- _The request_:
Write out all the lines below again, replacing every "interior" with "fill" and changing nothing else. Leave the pictures out of your copy.

◆ ◆ ◆ ◆ ◆

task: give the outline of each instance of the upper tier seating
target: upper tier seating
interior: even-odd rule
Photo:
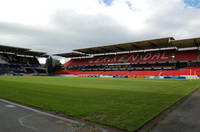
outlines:
[[[116,63],[156,63],[168,61],[192,61],[198,60],[198,50],[176,51],[148,51],[138,53],[126,53],[117,55],[101,55],[92,58],[71,59],[65,66],[95,65]]]
[[[200,75],[200,68],[189,67],[180,70],[157,70],[157,71],[78,71],[78,70],[62,70],[57,74],[73,74],[73,75],[126,75],[135,76],[180,76],[180,75]]]
[[[0,64],[20,65],[27,67],[37,67],[40,63],[35,57],[17,56],[14,54],[0,53]]]

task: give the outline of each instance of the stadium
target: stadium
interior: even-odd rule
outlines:
[[[0,74],[46,75],[37,57],[48,57],[46,53],[27,48],[0,45]]]
[[[200,75],[199,38],[173,37],[75,49],[63,75],[188,78]]]
[[[49,73],[38,61],[47,53],[1,45],[0,131],[199,130],[199,46],[168,37],[75,49],[54,54],[69,61]]]

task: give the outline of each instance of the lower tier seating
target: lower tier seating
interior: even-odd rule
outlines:
[[[77,71],[63,70],[57,74],[71,75],[124,75],[135,76],[180,76],[180,75],[200,75],[200,67],[188,67],[180,70],[157,70],[157,71]]]

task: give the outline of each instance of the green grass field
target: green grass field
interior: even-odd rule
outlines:
[[[2,76],[0,98],[132,132],[198,87],[198,80]]]

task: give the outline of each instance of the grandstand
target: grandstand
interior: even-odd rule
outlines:
[[[47,56],[44,52],[27,48],[0,45],[0,74],[44,75],[47,70],[41,67],[37,58]]]
[[[64,75],[198,76],[200,38],[175,40],[173,37],[123,44],[75,49],[55,54],[70,58]]]

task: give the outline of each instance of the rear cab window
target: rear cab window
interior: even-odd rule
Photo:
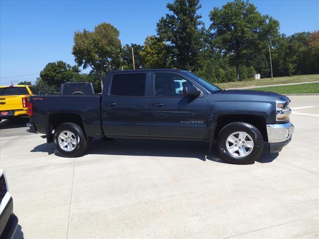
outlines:
[[[35,90],[33,87],[31,87],[31,86],[29,86],[29,90],[30,90],[30,91],[31,91],[31,93],[33,94],[33,95],[38,95],[38,92],[36,91],[36,90]]]
[[[0,95],[1,96],[14,96],[29,95],[29,92],[26,87],[3,87],[0,88]]]
[[[146,85],[146,73],[114,75],[110,94],[114,96],[145,96]]]
[[[173,73],[154,74],[154,96],[183,97],[184,87],[192,84],[182,76]]]
[[[66,84],[63,85],[63,95],[89,95],[93,94],[89,84]]]

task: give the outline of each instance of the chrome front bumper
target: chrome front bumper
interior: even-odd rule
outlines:
[[[281,143],[291,139],[294,127],[290,122],[286,123],[266,124],[268,142],[270,143]]]

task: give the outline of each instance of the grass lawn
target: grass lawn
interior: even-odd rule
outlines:
[[[319,81],[319,74],[274,77],[273,81],[271,80],[271,78],[264,78],[249,81],[227,82],[227,83],[218,84],[218,86],[222,89],[239,88],[240,87],[249,86],[267,86],[269,85],[309,82],[312,81]],[[213,83],[216,84],[216,82],[213,82]]]
[[[250,89],[253,91],[272,91],[279,94],[319,93],[319,83],[303,84],[293,86],[272,86]]]

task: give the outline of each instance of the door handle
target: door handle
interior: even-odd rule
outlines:
[[[106,103],[105,105],[107,106],[116,106],[116,103],[114,102],[109,102],[108,103]]]
[[[163,103],[153,103],[152,104],[152,106],[155,106],[156,107],[160,107],[161,106],[163,106],[163,105],[164,104]]]

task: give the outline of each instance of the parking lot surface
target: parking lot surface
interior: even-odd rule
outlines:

◆ ◆ ◆ ◆ ◆

- _Response to the task_:
task: give the outline of each instance of the upper tier seating
target: upper tier seating
fill: even-odd rule
Photo:
outlines:
[[[116,63],[156,63],[168,61],[192,61],[198,60],[198,50],[176,51],[148,51],[138,53],[126,53],[117,55],[101,55],[92,58],[71,59],[65,66],[95,65]]]
[[[200,75],[200,68],[189,67],[180,70],[157,70],[157,71],[78,71],[78,70],[62,70],[57,74],[73,74],[73,75],[126,75],[135,76],[180,76],[180,75]]]
[[[0,64],[20,65],[27,67],[37,67],[40,63],[35,57],[17,56],[14,54],[0,53]]]

task: give the outline of each instance of the stadium
target: stadium
fill: even-odd rule
outlines:
[[[0,74],[46,75],[37,57],[48,57],[46,53],[27,48],[0,45]]]
[[[200,75],[199,38],[173,37],[75,49],[63,75],[188,78]]]
[[[49,73],[38,61],[47,53],[1,45],[0,131],[199,130],[199,46],[168,37],[75,49],[54,54],[69,61]]]

task: give the outline of each instance of the lower tier seating
target: lower tier seating
fill: even-odd rule
outlines:
[[[77,71],[63,70],[57,74],[71,75],[124,75],[135,76],[180,76],[180,75],[200,75],[200,67],[188,67],[180,70],[157,70],[157,71]]]

task: give the outline of each instance of the green grass field
target: green grass field
fill: even-odd rule
outlines:
[[[2,76],[0,98],[132,132],[198,87],[198,80]]]

task: give the outline of each instance of the grandstand
target: grandstand
fill: even-odd rule
outlines:
[[[47,56],[44,52],[27,48],[0,45],[0,74],[44,75],[47,70],[41,67],[37,58]]]
[[[64,75],[198,76],[200,38],[175,40],[173,37],[123,44],[75,49],[55,54],[70,58]]]

task: give the outline of each instance of the rear cab window
target: rear cab window
fill: even-odd rule
Photo:
outlines:
[[[35,90],[33,87],[31,87],[31,86],[29,86],[29,90],[30,90],[30,91],[31,91],[31,93],[33,94],[33,95],[38,95],[38,92],[36,91],[36,90]]]
[[[0,95],[1,96],[14,96],[29,95],[29,92],[26,87],[3,87],[0,88]]]
[[[146,85],[146,73],[114,75],[110,94],[114,96],[145,96]]]
[[[173,73],[154,74],[154,96],[183,97],[184,87],[192,84],[182,76]]]
[[[66,84],[63,85],[63,95],[89,95],[93,94],[89,84]]]

task: give the outline of each instance of the chrome front bumper
target: chrome front bumper
fill: even-odd rule
outlines:
[[[281,143],[291,139],[294,127],[290,122],[286,123],[266,124],[268,142],[270,143]]]

task: give the outline of each instance of the grass lawn
target: grass lawn
fill: even-odd rule
outlines:
[[[319,81],[319,74],[274,77],[273,81],[271,80],[271,78],[264,78],[249,81],[227,82],[227,83],[218,84],[218,86],[222,89],[239,88],[240,87],[249,86],[267,86],[269,85],[309,82],[312,81]],[[213,83],[216,84],[216,82],[213,82]]]
[[[250,89],[253,91],[272,91],[279,94],[319,93],[319,83],[303,84],[293,86],[272,86]]]

task: give the outline of each instance of the door handle
target: door handle
fill: even-odd rule
outlines:
[[[106,103],[105,105],[107,106],[116,106],[116,103],[114,102],[109,102],[108,103]]]
[[[163,103],[153,103],[152,104],[152,106],[155,106],[156,107],[160,107],[161,106],[163,106],[163,105],[164,104]]]

task: give the outline of each instance of the parking lot surface
target: parking lot surface
fill: even-odd rule
outlines:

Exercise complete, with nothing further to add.